Putting the celebrations of the coming year in the context of a reflection on the Church, as proposed by the Council, I am anxious above all to encourage a deeper understanding of the proper role which the Ukrainian Greek Catholic Church is called to play today in the ecumenical movement.
6. There are those who see the existence of the Eastern Catholic Churches as a difficulty on the road of ecumenism. The Second Vatican Council did not fail to face this problem, indicating possibilities for solutions both in the Decree on Ecumenism Unitatis redintegratio, and in the Decree Orientalium Ecclesiarum, which was specifically dedicated to these Churches. Both documents reflect a spirit of ecumenical dialogue with the Eastern Churches not in full communion with the See of Rome, in such a way that the richness which the other Churches share with the Catholic Church can be appreciated, and that the quest for an ever fuller and deeper communion may be founded on this shared richness. In fact,"ecumenism is directed precisely to making the partial communion existing between Christians grow towards full communion in truth and charity".

→ **DATA SEGMENT**:
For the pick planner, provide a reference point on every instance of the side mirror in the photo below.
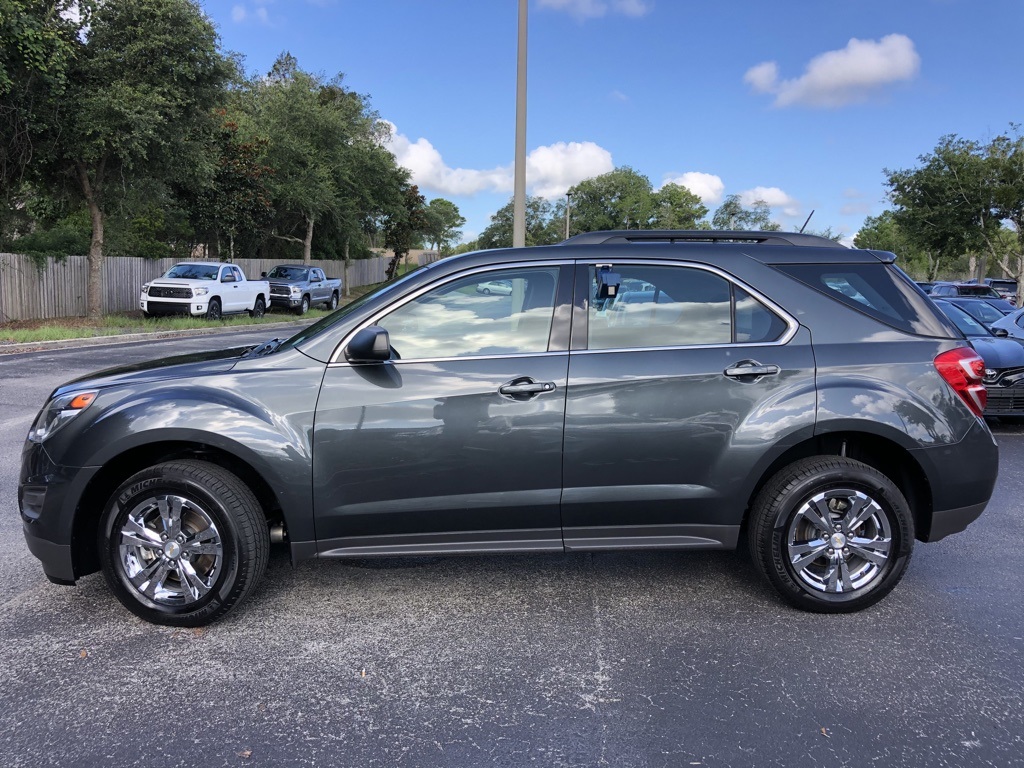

→ **WHAT YOU WILL DO**:
[a] Switch "celebrations" to "commemorations" and give the passage on ecumenism from "Putting the celebrations" to "the ecumenical movement.".
[b] List every church or group of churches named in the passage on ecumenism whose name contains the word "Catholic" or "Eastern".
Rely only on the passage on ecumenism for what comes next.

→ **COMPLETED EXERCISE**:
[a]
Putting the commemorations of the coming year in the context of a reflection on the Church, as proposed by the Council, I am anxious above all to encourage a deeper understanding of the proper role which the Ukrainian Greek Catholic Church is called to play today in the ecumenical movement.

[b]
- Ukrainian Greek Catholic Church
- Eastern Catholic Churches
- Eastern Churches
- Catholic Church